● **O que fazer**
Renomeie "green foliage" para "leafy vegetation" nos itens abaixo, da linha que contém "the giraffe jaw" até o fim dos itens, incluindo essa linha, e reproduza somente esse trecho sem nenhuma outra alteração.
----------------
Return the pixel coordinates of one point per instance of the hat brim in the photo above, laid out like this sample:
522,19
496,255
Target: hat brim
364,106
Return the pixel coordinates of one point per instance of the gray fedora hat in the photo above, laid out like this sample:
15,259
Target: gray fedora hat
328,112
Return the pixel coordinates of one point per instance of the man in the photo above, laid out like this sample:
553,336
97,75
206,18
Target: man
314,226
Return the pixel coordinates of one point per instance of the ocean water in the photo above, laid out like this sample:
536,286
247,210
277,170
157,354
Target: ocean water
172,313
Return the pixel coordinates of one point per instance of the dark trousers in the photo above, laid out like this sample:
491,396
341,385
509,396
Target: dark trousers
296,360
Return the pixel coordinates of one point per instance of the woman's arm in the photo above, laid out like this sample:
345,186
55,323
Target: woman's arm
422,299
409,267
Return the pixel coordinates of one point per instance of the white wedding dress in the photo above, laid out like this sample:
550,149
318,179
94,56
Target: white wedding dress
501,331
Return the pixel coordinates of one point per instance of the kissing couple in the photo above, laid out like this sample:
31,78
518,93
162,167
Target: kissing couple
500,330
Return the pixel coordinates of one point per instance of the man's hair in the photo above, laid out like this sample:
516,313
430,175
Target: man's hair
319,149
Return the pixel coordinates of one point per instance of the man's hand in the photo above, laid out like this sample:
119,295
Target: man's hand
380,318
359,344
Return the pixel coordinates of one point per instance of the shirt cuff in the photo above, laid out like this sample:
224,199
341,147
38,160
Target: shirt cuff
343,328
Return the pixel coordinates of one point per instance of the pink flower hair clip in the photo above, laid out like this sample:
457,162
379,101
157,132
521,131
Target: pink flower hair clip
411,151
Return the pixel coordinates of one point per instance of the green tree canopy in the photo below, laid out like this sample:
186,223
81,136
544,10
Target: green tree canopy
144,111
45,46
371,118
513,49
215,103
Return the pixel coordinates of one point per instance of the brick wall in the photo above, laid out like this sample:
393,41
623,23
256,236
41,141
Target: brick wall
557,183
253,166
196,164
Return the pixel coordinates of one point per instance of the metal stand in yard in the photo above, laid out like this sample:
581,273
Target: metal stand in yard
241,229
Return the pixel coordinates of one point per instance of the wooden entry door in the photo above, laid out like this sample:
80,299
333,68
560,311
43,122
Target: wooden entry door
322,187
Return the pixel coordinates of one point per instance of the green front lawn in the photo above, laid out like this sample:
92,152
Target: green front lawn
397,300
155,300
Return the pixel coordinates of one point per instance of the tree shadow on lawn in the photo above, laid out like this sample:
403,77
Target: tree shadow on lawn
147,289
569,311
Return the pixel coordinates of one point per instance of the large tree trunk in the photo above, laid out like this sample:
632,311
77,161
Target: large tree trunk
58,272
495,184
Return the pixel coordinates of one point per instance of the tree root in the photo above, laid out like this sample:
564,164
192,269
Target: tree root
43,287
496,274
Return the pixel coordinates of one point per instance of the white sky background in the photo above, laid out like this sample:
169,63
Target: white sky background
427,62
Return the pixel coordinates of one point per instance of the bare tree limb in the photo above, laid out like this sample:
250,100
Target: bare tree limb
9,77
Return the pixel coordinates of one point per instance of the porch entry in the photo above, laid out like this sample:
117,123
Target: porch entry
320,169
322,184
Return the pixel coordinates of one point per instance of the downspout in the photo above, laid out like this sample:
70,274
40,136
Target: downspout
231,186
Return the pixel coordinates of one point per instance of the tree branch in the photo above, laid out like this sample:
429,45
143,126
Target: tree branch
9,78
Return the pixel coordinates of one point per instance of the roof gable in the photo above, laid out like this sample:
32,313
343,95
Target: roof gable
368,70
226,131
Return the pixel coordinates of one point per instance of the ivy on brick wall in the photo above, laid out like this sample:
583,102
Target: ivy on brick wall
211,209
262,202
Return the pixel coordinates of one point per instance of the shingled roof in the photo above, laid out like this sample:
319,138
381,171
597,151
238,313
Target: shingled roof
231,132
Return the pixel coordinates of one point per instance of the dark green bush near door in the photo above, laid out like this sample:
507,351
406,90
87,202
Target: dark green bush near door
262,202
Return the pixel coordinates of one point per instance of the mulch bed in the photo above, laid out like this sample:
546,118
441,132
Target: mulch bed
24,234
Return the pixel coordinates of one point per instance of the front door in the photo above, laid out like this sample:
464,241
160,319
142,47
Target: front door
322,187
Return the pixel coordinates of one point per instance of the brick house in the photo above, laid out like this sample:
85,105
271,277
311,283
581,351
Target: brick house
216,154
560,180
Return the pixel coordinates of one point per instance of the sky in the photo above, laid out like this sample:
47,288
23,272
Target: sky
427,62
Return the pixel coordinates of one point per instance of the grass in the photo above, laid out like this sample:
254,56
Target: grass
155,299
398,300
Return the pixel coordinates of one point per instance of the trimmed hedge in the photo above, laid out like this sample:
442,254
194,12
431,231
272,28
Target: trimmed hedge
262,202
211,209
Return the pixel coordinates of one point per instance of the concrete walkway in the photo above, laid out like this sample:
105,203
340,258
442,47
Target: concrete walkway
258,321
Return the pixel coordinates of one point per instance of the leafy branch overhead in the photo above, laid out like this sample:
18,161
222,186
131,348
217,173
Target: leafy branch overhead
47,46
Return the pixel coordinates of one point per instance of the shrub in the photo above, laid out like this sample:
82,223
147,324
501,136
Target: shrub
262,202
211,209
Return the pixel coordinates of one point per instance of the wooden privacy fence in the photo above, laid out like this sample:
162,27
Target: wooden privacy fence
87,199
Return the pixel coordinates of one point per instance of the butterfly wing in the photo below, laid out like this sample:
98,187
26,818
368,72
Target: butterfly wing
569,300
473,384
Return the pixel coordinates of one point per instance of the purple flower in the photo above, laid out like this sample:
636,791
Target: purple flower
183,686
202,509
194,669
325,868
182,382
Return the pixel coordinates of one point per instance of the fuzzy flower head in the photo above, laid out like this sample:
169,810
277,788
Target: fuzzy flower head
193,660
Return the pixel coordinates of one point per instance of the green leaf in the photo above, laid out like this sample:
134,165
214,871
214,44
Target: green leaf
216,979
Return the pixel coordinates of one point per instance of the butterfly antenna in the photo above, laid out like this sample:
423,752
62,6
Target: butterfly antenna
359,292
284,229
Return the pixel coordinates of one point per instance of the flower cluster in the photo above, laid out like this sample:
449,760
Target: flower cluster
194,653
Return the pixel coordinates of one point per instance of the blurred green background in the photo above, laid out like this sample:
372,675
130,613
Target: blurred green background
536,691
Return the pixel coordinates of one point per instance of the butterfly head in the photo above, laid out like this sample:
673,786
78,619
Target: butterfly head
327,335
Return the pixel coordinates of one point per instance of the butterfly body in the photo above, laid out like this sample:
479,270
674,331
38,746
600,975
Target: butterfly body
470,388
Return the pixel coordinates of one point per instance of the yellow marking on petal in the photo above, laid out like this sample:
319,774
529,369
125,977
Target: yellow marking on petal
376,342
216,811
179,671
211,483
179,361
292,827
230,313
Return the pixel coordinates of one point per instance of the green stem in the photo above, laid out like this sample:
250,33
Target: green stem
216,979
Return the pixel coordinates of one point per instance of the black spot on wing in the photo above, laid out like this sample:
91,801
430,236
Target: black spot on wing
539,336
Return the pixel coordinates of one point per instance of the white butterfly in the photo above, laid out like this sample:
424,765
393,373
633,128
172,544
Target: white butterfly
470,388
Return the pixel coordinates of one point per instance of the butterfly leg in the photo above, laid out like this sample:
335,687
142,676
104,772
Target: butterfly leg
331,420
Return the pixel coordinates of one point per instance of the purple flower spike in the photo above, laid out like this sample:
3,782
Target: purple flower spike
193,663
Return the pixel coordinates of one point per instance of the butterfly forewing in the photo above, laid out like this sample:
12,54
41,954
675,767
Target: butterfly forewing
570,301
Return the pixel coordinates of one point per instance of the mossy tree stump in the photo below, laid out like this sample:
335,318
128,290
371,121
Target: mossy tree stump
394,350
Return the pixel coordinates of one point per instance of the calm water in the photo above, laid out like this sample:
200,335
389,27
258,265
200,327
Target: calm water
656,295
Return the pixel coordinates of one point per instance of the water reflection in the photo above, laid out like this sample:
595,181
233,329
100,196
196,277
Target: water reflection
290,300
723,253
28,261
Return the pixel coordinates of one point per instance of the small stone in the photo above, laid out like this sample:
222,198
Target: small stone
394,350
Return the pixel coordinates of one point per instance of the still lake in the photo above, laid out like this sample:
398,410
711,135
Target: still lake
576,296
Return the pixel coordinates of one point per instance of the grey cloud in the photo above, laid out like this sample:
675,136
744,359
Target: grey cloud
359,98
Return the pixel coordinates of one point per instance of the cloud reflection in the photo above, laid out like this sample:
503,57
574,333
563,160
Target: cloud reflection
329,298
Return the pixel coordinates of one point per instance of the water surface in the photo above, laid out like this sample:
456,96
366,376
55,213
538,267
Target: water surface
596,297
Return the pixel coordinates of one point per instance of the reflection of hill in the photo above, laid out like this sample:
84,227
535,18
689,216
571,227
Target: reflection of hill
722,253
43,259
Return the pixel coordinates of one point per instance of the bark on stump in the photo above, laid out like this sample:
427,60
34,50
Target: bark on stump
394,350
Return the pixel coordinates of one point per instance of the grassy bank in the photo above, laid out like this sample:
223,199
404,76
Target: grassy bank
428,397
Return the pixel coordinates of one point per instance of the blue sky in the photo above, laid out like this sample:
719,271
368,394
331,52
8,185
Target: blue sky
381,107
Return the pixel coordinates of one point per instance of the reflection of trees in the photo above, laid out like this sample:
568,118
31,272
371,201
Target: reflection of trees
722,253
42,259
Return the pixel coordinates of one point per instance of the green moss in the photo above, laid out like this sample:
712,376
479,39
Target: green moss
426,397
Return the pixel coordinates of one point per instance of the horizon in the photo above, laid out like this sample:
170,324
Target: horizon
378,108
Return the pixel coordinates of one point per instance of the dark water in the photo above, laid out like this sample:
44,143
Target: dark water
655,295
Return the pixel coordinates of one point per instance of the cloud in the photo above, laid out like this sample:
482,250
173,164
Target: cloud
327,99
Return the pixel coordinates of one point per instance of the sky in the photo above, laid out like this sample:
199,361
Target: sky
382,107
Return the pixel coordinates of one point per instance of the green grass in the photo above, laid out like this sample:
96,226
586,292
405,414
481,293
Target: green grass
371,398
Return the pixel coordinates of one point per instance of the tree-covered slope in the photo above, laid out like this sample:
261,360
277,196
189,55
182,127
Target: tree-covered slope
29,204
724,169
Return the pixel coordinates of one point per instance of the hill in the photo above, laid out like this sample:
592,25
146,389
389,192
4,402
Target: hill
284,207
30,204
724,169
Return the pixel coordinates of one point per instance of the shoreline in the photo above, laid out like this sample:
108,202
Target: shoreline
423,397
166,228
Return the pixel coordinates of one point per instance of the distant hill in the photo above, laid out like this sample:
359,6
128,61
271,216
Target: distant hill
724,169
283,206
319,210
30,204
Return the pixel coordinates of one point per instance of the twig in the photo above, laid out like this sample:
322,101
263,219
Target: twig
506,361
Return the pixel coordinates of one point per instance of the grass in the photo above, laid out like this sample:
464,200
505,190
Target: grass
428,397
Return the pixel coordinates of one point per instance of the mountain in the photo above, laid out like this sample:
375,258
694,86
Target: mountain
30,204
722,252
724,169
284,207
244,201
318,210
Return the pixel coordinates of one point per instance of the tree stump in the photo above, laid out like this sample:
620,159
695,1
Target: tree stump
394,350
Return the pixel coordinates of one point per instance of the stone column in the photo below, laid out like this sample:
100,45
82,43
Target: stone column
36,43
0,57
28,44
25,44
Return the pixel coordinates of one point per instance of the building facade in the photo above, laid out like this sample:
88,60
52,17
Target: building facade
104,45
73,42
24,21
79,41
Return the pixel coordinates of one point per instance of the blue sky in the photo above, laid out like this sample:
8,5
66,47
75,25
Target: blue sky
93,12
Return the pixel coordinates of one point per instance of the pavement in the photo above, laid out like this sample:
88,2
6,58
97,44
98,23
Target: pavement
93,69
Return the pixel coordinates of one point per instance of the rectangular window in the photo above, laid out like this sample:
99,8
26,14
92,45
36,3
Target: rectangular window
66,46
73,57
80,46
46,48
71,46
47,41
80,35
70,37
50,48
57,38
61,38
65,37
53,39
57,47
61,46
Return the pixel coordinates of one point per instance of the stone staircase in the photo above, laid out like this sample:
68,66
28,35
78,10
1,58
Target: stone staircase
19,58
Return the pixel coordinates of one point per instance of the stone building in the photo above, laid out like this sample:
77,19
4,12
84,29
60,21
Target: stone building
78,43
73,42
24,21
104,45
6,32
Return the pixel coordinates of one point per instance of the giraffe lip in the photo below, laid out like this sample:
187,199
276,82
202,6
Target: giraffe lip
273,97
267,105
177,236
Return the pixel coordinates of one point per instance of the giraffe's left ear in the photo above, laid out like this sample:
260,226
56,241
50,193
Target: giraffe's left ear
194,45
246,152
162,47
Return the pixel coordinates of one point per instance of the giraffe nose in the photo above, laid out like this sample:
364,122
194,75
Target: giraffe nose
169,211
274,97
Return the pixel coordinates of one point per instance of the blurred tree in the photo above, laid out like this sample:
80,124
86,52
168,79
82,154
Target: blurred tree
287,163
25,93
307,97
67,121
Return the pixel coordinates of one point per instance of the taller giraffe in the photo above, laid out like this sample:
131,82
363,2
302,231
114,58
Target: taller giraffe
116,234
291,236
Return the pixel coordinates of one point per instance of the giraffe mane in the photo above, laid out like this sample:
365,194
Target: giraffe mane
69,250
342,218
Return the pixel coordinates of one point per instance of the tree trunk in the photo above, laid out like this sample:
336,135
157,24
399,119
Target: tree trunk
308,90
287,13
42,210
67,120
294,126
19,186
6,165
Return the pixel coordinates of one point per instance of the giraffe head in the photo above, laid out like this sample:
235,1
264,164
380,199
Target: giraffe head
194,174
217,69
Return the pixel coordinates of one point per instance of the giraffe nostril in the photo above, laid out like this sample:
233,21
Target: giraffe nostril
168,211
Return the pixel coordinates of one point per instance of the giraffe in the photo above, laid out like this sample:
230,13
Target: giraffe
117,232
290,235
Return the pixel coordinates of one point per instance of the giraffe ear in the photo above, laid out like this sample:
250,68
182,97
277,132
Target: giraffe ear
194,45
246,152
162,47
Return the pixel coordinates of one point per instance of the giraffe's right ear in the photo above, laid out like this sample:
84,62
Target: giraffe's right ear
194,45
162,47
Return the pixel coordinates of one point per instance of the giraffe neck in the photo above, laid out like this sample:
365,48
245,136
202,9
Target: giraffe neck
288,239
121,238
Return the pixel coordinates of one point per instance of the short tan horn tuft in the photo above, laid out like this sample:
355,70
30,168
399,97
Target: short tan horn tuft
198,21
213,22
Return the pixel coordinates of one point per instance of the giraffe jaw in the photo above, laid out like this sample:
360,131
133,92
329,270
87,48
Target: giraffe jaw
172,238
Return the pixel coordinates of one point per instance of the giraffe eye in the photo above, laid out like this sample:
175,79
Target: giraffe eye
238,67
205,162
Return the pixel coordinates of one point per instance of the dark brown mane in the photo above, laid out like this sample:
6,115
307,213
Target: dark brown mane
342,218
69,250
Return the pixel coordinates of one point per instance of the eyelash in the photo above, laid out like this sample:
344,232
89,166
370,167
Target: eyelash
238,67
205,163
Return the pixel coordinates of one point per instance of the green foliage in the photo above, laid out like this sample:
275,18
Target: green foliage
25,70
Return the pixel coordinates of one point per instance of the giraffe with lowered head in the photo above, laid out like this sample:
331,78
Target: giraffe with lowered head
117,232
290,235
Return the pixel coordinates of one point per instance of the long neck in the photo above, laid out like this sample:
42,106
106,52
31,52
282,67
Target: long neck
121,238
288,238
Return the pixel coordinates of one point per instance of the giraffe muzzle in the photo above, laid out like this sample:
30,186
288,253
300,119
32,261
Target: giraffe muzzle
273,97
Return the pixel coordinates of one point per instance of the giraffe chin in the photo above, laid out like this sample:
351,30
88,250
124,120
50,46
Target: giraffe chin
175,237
----------------
● **Resolução**
Return the pixel coordinates of one point per instance of the giraffe jaw in the photo above, laid out like this sample:
360,131
133,92
329,270
87,48
Target: giraffe jaw
172,238
Return the pixel coordinates of one point per instance of the giraffe eye in the photo above, laid out like this sample:
175,79
Target: giraffe eye
238,67
205,162
Return the pixel coordinates of one point per instance of the dark brown mane in the photo above, laid out like this sample:
6,115
307,213
Target: dark brown mane
342,218
69,250
Return the pixel coordinates of one point per instance of the eyelash in the photo above, laid out like this sample:
344,232
89,166
370,167
Target: eyelash
238,67
205,163
Return the pixel coordinates of one point per instance of the leafy vegetation in the photo above, laid out like this sample:
275,18
Target: leafy vegetation
25,70
Return the pixel coordinates of one point per instance of the giraffe with lowered head in the photo above, laid out like this sample:
331,78
Target: giraffe with lowered head
117,232
290,235
Return the pixel coordinates of one point per instance of the long neck in the photo above, laid out like this sample:
42,106
106,52
31,52
282,67
Target: long neck
121,238
288,238
Return the pixel coordinates of one point per instance of the giraffe muzzle in the photo above, laid out like this sample:
30,186
288,253
300,119
32,261
Target: giraffe muzzle
273,97
Return the pixel coordinates of one point per instance of the giraffe chin in the photo above, laid out like this sample:
351,30
88,250
124,120
50,46
Target: giraffe chin
175,237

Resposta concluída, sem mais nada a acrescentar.